Nem todos os prefeitos da Paraíba têm acesso ao gabinete do ministro da Saúde e aos recursos da pasta. O município Tacima, de 10 mil habitantes, tem escassez de medicamentos e equipamentos nos postos de saúde da cidade, que não possui um hospital.
— Temos médicos, mas precisamos de medicamentos e aparelhos para fazer exames. Tem que ter aparelho aqui, porque hoje o gasto é grande com exame particular. A maioria do povo é doente, precisa de assistência — afirma o prefeito Luis Rodrigues Sobrinho, do PDT, acrescentando: — É preciso marcar uma reunião para resolver. Eu nunca consegui falar com o ministro — completa.
Nomes ocultados
No último dia 4 de julho, O GLOBO revelou que Queiroguinha tem acesso exclusivo ao governo. No último ano, ele esteve ao menos 30 vezes no Palácio do Planalto e no Ministério da Saúde. Metade dessas visitas ocorreu a partir de fevereiro, quando o estudante de medicinas se filiou ao PL e passou a concorrer a uma vaga na Câmara dos deputados. Nenhum desses encontros foi registrado em agendas oficiais.
As planilhas obtidas por meio da Lei de Acesso à Informação foram encaminhadas, inicialmente, com os nomes dos acompanhantes de Queiroguinha rasurados. Também foram borrados os nomes dos funcionários do Ministério da Saúde que autorizaram as entradas.

• [Dados fornecidos]:
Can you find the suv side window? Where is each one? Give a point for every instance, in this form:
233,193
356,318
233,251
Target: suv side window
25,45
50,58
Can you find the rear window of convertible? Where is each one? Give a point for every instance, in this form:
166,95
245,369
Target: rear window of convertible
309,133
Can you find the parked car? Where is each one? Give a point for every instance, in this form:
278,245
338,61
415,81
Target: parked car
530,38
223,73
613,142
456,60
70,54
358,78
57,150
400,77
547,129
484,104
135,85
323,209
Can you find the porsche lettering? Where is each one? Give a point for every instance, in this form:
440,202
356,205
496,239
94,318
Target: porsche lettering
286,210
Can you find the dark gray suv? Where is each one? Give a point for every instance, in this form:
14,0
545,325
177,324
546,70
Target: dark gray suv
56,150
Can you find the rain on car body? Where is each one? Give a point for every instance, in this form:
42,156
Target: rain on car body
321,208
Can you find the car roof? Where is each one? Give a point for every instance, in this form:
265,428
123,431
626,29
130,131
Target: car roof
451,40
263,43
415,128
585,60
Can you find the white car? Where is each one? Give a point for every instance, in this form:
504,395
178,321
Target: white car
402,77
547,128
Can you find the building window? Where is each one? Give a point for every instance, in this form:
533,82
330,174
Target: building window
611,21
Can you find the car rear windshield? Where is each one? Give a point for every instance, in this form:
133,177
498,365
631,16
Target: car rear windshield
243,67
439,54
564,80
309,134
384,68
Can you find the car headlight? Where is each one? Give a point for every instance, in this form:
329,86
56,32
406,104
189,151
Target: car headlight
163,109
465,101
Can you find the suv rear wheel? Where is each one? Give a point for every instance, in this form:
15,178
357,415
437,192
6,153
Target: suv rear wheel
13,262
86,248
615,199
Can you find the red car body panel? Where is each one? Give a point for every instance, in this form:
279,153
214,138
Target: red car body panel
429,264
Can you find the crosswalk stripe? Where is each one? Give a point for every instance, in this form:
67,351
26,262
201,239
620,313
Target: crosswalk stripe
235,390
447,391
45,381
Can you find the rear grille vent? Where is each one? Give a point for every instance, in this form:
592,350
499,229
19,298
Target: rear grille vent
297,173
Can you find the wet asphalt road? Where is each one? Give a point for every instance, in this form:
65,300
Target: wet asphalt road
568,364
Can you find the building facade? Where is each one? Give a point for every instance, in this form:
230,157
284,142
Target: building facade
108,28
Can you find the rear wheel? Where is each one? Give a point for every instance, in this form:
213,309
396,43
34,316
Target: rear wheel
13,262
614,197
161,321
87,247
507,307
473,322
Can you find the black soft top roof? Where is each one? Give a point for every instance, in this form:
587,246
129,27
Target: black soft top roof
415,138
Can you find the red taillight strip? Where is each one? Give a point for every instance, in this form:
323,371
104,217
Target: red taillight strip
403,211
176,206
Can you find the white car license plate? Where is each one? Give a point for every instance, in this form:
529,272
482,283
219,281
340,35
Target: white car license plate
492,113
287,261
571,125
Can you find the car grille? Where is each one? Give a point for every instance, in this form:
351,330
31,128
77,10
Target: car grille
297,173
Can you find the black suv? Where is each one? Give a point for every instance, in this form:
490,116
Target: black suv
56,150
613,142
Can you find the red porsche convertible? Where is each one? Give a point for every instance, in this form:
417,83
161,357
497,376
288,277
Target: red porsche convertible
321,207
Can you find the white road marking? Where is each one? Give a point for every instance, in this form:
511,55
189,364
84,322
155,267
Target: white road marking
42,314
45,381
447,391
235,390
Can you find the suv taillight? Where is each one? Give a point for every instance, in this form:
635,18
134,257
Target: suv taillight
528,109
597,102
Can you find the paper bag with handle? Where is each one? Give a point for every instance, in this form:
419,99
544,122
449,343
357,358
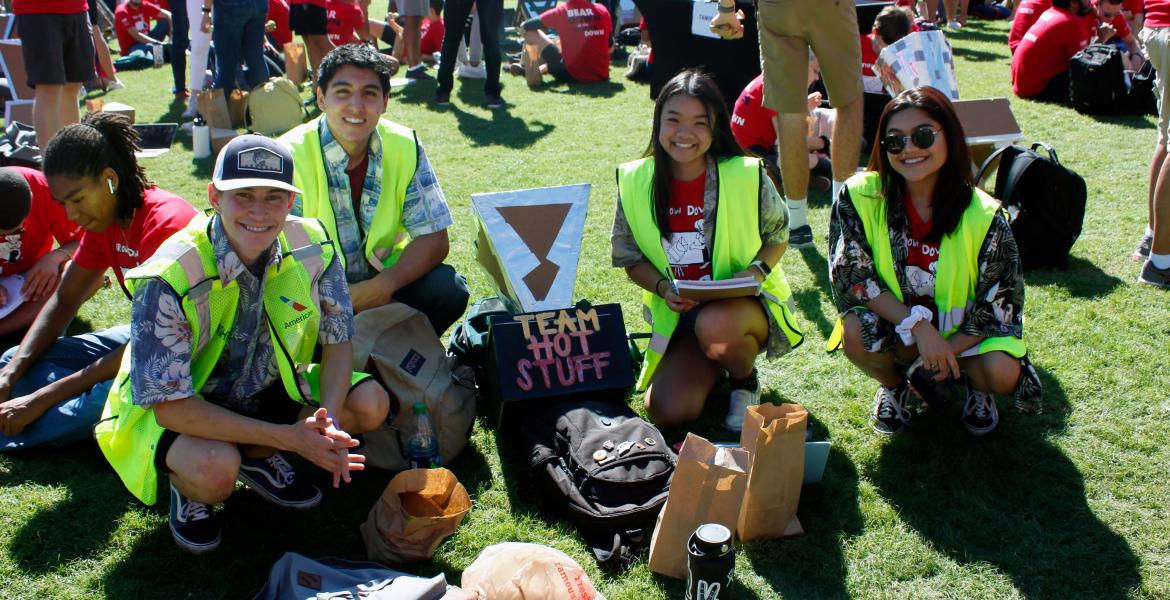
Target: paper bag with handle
708,487
773,434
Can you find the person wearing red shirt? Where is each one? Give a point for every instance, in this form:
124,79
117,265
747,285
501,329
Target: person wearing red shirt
91,171
57,47
586,39
28,227
1154,247
1040,63
1026,14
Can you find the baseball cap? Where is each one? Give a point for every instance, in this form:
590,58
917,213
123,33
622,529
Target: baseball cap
254,160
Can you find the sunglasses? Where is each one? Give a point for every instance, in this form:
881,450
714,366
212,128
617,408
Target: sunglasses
922,137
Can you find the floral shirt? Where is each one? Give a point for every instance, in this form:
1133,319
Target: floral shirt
424,211
160,335
998,308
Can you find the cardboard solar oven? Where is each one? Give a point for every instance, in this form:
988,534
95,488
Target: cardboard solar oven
548,346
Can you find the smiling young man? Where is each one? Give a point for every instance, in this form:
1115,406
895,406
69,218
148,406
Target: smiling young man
227,317
370,183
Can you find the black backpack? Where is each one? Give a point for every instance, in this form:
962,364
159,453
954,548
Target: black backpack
605,468
1096,81
1044,199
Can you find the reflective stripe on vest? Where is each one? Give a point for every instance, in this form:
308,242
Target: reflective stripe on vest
736,243
386,239
129,434
958,259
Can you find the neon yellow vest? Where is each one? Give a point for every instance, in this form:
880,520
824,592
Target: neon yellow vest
958,260
386,239
736,243
129,434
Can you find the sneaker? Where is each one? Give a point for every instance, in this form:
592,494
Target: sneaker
193,524
800,236
1154,276
1143,248
495,102
737,406
979,413
890,414
472,71
274,478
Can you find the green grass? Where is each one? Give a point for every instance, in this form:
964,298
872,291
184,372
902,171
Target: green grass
1072,503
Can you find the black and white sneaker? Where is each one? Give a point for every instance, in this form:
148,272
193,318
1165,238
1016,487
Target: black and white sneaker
979,413
274,478
890,414
193,524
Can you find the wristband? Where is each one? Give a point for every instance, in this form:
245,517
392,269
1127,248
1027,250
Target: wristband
917,312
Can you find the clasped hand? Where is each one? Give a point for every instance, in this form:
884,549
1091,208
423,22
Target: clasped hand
319,440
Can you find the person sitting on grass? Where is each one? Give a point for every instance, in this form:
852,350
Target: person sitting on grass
370,183
926,273
665,229
28,226
586,40
47,384
218,380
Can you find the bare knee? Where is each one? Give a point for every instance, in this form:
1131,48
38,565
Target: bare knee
367,405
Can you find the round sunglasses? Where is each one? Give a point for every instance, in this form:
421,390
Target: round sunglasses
922,137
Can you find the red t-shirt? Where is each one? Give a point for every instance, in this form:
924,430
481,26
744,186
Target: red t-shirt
126,18
1045,50
686,247
432,36
921,261
279,13
49,6
121,249
751,122
342,19
1025,15
46,221
585,29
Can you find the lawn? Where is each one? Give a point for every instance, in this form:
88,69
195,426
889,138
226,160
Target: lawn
1071,503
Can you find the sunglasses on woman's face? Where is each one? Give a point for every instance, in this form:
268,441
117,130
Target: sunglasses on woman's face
922,137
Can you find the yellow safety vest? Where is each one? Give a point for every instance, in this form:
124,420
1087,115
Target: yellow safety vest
736,243
958,260
386,238
129,434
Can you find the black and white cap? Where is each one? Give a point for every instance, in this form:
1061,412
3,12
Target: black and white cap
254,160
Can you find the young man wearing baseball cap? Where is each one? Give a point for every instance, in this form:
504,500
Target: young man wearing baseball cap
219,379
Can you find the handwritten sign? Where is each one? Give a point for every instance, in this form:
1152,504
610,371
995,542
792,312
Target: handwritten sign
537,354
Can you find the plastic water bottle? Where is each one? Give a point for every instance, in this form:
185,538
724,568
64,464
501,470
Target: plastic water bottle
422,447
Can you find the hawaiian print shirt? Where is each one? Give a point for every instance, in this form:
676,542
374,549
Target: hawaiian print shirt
424,211
160,335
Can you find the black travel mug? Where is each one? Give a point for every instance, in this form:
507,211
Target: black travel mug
710,563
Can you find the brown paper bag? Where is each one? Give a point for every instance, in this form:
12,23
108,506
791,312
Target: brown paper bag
419,509
212,104
238,107
773,434
296,63
708,487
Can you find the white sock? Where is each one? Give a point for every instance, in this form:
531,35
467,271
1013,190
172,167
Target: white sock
798,213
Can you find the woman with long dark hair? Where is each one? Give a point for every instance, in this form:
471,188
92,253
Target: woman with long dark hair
926,273
91,170
697,207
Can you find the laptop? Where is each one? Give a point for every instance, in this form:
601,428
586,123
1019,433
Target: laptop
155,138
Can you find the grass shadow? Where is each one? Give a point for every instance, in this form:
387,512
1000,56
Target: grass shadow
1081,280
1012,501
813,565
811,300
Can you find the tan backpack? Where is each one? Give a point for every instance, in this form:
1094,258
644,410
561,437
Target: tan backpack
274,107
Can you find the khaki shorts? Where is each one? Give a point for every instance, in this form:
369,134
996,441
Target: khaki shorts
787,28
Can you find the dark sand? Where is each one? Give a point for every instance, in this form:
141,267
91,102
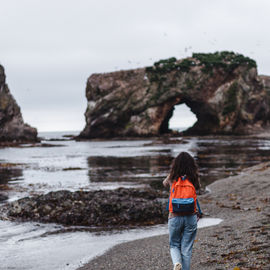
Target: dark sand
241,241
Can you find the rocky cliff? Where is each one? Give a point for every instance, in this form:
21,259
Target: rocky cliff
222,89
12,127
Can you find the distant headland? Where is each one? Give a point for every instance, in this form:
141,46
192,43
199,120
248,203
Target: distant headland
222,89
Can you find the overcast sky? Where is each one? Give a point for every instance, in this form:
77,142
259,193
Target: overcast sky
49,48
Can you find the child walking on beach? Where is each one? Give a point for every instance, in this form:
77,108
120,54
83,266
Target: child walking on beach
183,181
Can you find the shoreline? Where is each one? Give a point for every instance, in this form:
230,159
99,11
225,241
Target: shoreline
241,240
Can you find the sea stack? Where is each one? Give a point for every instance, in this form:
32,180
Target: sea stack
222,89
12,126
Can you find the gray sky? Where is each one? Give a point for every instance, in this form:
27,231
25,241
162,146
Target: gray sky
49,48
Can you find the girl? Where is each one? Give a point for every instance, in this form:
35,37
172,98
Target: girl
182,179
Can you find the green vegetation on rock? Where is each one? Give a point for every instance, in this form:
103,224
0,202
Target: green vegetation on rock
226,60
167,65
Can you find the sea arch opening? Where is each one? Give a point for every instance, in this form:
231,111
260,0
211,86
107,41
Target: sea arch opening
179,118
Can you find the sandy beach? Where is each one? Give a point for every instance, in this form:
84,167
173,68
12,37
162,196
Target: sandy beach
241,241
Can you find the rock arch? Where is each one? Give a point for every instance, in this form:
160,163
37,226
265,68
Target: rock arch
221,89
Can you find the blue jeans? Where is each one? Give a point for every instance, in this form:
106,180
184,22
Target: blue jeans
182,233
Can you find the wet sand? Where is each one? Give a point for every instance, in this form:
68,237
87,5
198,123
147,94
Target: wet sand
241,241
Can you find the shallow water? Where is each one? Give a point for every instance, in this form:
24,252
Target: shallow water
27,246
110,164
101,164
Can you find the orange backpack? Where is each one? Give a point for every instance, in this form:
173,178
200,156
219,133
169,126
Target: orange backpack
182,197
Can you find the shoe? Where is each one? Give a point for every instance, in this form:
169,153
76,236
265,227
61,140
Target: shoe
177,266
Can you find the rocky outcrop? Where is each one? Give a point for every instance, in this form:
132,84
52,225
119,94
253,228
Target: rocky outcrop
12,127
109,208
222,89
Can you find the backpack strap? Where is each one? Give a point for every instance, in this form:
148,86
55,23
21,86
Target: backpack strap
198,206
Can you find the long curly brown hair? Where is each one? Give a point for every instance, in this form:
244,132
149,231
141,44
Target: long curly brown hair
185,164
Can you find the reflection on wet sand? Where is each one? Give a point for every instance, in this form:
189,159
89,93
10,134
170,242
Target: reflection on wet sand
140,169
216,157
8,173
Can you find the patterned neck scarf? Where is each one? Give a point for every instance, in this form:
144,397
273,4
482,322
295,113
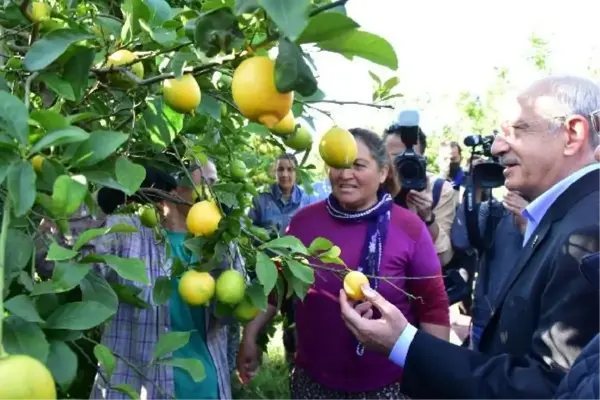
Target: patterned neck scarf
377,218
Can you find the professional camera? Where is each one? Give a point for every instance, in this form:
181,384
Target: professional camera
411,167
488,174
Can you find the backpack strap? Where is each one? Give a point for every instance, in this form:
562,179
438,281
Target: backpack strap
437,191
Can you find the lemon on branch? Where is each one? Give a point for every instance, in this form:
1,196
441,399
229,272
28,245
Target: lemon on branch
299,141
286,126
40,11
23,377
231,287
182,94
196,288
203,218
254,92
338,148
353,282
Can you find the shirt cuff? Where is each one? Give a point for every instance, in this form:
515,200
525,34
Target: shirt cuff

• [Resultado esperado]: Por favor, transcreva integralmente, sem nenhuma alteração, o trecho da reportagem acima sobre o acesso de prefeitos da Paraíba ao Ministério da Saúde.

• [Campo de resposta]:
Nem todos os prefeitos da Paraíba têm acesso ao gabinete do ministro da Saúde e aos recursos da pasta. O município Tacima, de 10 mil habitantes, tem escassez de medicamentos e equipamentos nos postos de saúde da cidade, que não possui um hospital.
— Temos médicos, mas precisamos de medicamentos e aparelhos para fazer exames. Tem que ter aparelho aqui, porque hoje o gasto é grande com exame particular. A maioria do povo é doente, precisa de assistência — afirma o prefeito Luis Rodrigues Sobrinho, do PDT, acrescentando: — É preciso marcar uma reunião para resolver. Eu nunca consegui falar com o ministro — completa.
Nomes ocultados
No último dia 4 de julho, O GLOBO revelou que Queiroguinha tem acesso exclusivo ao governo. No último ano, ele esteve ao menos 30 vezes no Palácio do Planalto e no Ministério da Saúde. Metade dessas visitas ocorreu a partir de fevereiro, quando o estudante de medicinas se filiou ao PL e passou a concorrer a uma vaga na Câmara dos deputados. Nenhum desses encontros foi registrado em agendas oficiais.
As planilhas obtidas por meio da Lei de Acesso à Informação foram encaminhadas, inicialmente, com os nomes dos acompanhantes de Queiroguinha rasurados. Também foram borrados os nomes dos funcionários do Ministério da Saúde que autorizaram as entradas.